::: DATA LISTING :::

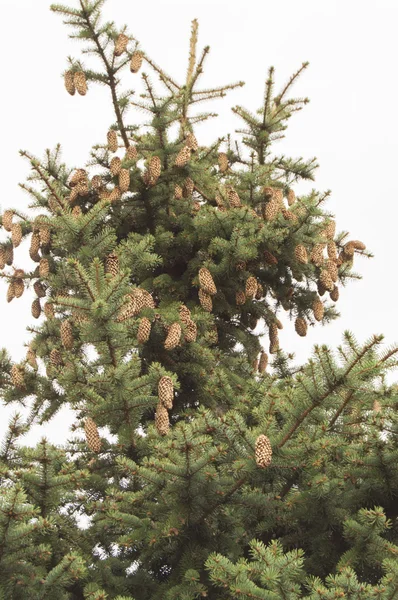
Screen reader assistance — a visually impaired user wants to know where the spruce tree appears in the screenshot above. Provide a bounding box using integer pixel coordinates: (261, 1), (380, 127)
(1, 1), (397, 598)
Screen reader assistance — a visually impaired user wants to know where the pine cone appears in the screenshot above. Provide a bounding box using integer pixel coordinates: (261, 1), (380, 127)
(313, 297), (324, 321)
(295, 317), (307, 337)
(186, 132), (198, 152)
(114, 33), (129, 56)
(174, 184), (183, 200)
(107, 130), (118, 153)
(330, 285), (339, 302)
(349, 240), (366, 250)
(50, 348), (63, 366)
(282, 208), (297, 222)
(11, 223), (22, 248)
(294, 244), (308, 264)
(269, 323), (279, 354)
(236, 290), (246, 306)
(137, 317), (151, 344)
(264, 250), (278, 265)
(245, 277), (258, 299)
(199, 267), (217, 296)
(69, 169), (87, 188)
(60, 320), (74, 350)
(110, 156), (122, 176)
(64, 70), (75, 95)
(39, 258), (50, 278)
(4, 245), (13, 266)
(258, 351), (268, 373)
(14, 279), (24, 298)
(198, 289), (212, 312)
(317, 280), (327, 297)
(264, 199), (279, 221)
(0, 248), (5, 270)
(184, 319), (197, 343)
(183, 178), (195, 197)
(218, 152), (228, 173)
(105, 253), (119, 278)
(164, 322), (182, 350)
(7, 281), (15, 303)
(148, 156), (161, 184)
(255, 283), (264, 300)
(126, 145), (138, 161)
(155, 401), (169, 435)
(90, 175), (103, 191)
(11, 364), (25, 390)
(84, 417), (101, 453)
(108, 186), (121, 203)
(158, 375), (174, 409)
(39, 228), (51, 248)
(130, 50), (143, 73)
(255, 434), (272, 468)
(74, 71), (87, 96)
(44, 302), (55, 319)
(31, 298), (41, 319)
(319, 269), (334, 292)
(326, 259), (338, 283)
(310, 244), (326, 267)
(27, 346), (38, 370)
(174, 146), (191, 167)
(119, 169), (130, 193)
(179, 304), (191, 324)
(327, 241), (338, 261)
(227, 188), (241, 208)
(323, 220), (336, 240)
(287, 189), (296, 206)
(2, 210), (13, 232)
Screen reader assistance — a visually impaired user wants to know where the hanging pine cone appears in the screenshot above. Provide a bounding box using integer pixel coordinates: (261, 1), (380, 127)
(199, 267), (217, 295)
(69, 169), (87, 188)
(310, 244), (326, 267)
(184, 319), (197, 343)
(148, 156), (161, 185)
(39, 258), (50, 278)
(39, 228), (51, 248)
(130, 50), (143, 73)
(293, 246), (307, 265)
(107, 130), (118, 153)
(2, 210), (13, 232)
(90, 175), (103, 191)
(258, 351), (268, 373)
(60, 320), (74, 350)
(84, 417), (101, 453)
(7, 281), (15, 303)
(164, 322), (182, 350)
(327, 241), (338, 261)
(245, 277), (258, 299)
(255, 434), (272, 468)
(4, 245), (13, 266)
(74, 71), (87, 96)
(48, 195), (61, 213)
(269, 323), (279, 354)
(14, 278), (24, 298)
(183, 177), (195, 197)
(295, 317), (307, 337)
(27, 346), (38, 370)
(11, 223), (22, 248)
(126, 145), (138, 161)
(317, 280), (327, 297)
(105, 253), (119, 278)
(198, 289), (212, 312)
(227, 188), (241, 208)
(0, 248), (5, 270)
(218, 152), (228, 173)
(252, 358), (259, 371)
(319, 269), (334, 292)
(174, 184), (183, 200)
(44, 302), (55, 319)
(114, 32), (129, 56)
(155, 401), (169, 435)
(31, 298), (41, 319)
(110, 156), (122, 176)
(158, 376), (174, 409)
(264, 199), (279, 221)
(323, 220), (336, 240)
(287, 189), (296, 206)
(11, 364), (25, 390)
(255, 283), (264, 300)
(76, 180), (89, 197)
(174, 146), (191, 167)
(186, 132), (198, 152)
(264, 250), (278, 265)
(179, 304), (191, 324)
(282, 209), (297, 222)
(64, 70), (75, 95)
(236, 290), (246, 306)
(50, 348), (63, 367)
(137, 317), (151, 344)
(349, 240), (366, 250)
(330, 285), (339, 302)
(326, 259), (338, 283)
(119, 169), (130, 193)
(108, 186), (121, 203)
(313, 297), (324, 321)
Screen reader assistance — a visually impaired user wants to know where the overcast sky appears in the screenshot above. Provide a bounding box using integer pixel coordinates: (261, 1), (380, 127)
(0, 0), (397, 445)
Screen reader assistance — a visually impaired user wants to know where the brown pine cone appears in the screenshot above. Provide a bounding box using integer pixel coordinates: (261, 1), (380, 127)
(74, 71), (87, 96)
(105, 253), (119, 277)
(236, 290), (246, 306)
(137, 317), (151, 344)
(183, 178), (195, 197)
(7, 281), (15, 303)
(155, 401), (169, 435)
(323, 220), (336, 240)
(50, 348), (63, 367)
(33, 281), (46, 298)
(148, 156), (161, 185)
(179, 304), (191, 324)
(295, 317), (307, 337)
(310, 244), (326, 267)
(264, 250), (278, 265)
(255, 283), (264, 299)
(2, 210), (14, 232)
(158, 376), (174, 409)
(294, 245), (308, 264)
(164, 323), (182, 350)
(327, 241), (338, 261)
(110, 156), (122, 176)
(27, 346), (38, 370)
(255, 434), (272, 468)
(107, 130), (118, 153)
(185, 132), (198, 152)
(64, 70), (75, 95)
(198, 289), (212, 312)
(39, 228), (51, 248)
(60, 320), (74, 350)
(0, 248), (5, 270)
(39, 258), (50, 278)
(126, 145), (138, 161)
(330, 285), (339, 302)
(287, 189), (296, 206)
(119, 169), (130, 193)
(4, 245), (13, 266)
(184, 319), (197, 343)
(130, 50), (143, 73)
(11, 364), (25, 390)
(264, 199), (279, 221)
(227, 188), (241, 208)
(174, 146), (191, 168)
(11, 223), (22, 248)
(218, 152), (228, 173)
(258, 351), (268, 373)
(14, 279), (24, 298)
(245, 276), (258, 299)
(199, 267), (217, 295)
(319, 269), (334, 292)
(114, 33), (129, 56)
(31, 298), (41, 319)
(326, 259), (338, 283)
(174, 184), (183, 200)
(313, 297), (324, 321)
(84, 417), (101, 453)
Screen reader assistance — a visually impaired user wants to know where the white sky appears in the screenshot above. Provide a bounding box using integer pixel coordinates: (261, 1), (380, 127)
(0, 0), (397, 445)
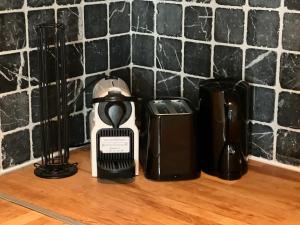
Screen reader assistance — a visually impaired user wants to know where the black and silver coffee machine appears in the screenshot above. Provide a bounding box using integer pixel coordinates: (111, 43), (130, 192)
(198, 79), (249, 180)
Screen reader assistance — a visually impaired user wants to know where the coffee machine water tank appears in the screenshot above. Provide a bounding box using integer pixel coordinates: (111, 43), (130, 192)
(198, 79), (249, 180)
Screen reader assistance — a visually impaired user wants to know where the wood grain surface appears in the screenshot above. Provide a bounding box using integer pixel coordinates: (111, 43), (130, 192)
(0, 199), (66, 225)
(0, 148), (299, 225)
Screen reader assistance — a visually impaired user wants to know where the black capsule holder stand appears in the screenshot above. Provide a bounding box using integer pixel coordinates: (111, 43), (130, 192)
(34, 23), (78, 179)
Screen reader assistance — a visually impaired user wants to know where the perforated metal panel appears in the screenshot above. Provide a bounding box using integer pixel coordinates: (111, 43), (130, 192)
(96, 128), (134, 161)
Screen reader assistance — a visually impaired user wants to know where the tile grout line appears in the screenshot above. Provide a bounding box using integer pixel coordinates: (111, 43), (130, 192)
(241, 0), (249, 82)
(210, 0), (216, 79)
(180, 2), (185, 98)
(153, 1), (157, 99)
(272, 0), (285, 162)
(80, 0), (88, 143)
(130, 0), (133, 92)
(24, 0), (35, 161)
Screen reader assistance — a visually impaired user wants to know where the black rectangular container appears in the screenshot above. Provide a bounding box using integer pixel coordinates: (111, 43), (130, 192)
(198, 79), (249, 180)
(140, 99), (199, 181)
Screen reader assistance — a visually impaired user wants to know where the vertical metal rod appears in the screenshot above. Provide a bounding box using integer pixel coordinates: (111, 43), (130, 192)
(60, 26), (69, 163)
(55, 26), (62, 165)
(42, 27), (50, 165)
(38, 27), (46, 165)
(43, 28), (53, 164)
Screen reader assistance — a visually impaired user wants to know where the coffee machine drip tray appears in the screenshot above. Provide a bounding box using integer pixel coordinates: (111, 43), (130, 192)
(96, 128), (135, 179)
(148, 99), (192, 115)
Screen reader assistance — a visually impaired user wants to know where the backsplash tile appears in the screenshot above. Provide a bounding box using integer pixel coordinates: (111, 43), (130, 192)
(65, 43), (84, 78)
(184, 42), (211, 77)
(1, 129), (30, 169)
(27, 0), (54, 7)
(249, 122), (274, 160)
(156, 71), (181, 98)
(277, 129), (300, 166)
(132, 1), (154, 33)
(183, 76), (202, 109)
(214, 8), (244, 44)
(132, 34), (154, 67)
(0, 1), (24, 10)
(278, 92), (300, 129)
(85, 39), (108, 74)
(245, 49), (277, 86)
(57, 7), (80, 42)
(249, 86), (275, 123)
(156, 3), (182, 37)
(84, 4), (107, 39)
(132, 67), (154, 99)
(282, 13), (300, 51)
(57, 0), (81, 5)
(0, 13), (26, 51)
(247, 10), (279, 48)
(284, 0), (300, 11)
(216, 0), (245, 6)
(213, 45), (243, 79)
(249, 0), (280, 8)
(0, 91), (29, 132)
(280, 53), (300, 90)
(109, 2), (130, 34)
(110, 34), (131, 69)
(184, 6), (212, 41)
(0, 52), (28, 93)
(156, 37), (182, 72)
(28, 9), (55, 48)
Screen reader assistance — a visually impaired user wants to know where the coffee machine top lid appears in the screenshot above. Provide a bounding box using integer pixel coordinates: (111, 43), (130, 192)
(93, 77), (131, 98)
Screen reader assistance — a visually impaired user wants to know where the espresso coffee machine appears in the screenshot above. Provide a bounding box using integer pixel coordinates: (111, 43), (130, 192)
(198, 79), (249, 180)
(90, 77), (139, 179)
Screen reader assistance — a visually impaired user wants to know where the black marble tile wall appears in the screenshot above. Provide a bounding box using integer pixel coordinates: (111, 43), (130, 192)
(131, 0), (300, 169)
(2, 0), (300, 171)
(0, 0), (131, 171)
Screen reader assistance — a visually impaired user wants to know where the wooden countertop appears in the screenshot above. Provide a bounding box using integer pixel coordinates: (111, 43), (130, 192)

:::

**EXERCISE GOAL**: Print nothing but the lines from the one containing "the black marble" through the end of the listing above, exactly as written.

**ANSWER FOR THE TASK**:
Screen reader assistance — a visually impaired user wants to know where the black marble tile wall appears in the screenshot above. Provide a bounding box using integer pixel coordinates: (111, 43), (130, 192)
(131, 0), (300, 169)
(2, 0), (300, 171)
(0, 0), (131, 171)
Screen reader assistance — a visually impaired user wants to know where the wooden countertop appears in the screenshot above. Provide a bounding box using integer pixel coordinates: (111, 43), (130, 192)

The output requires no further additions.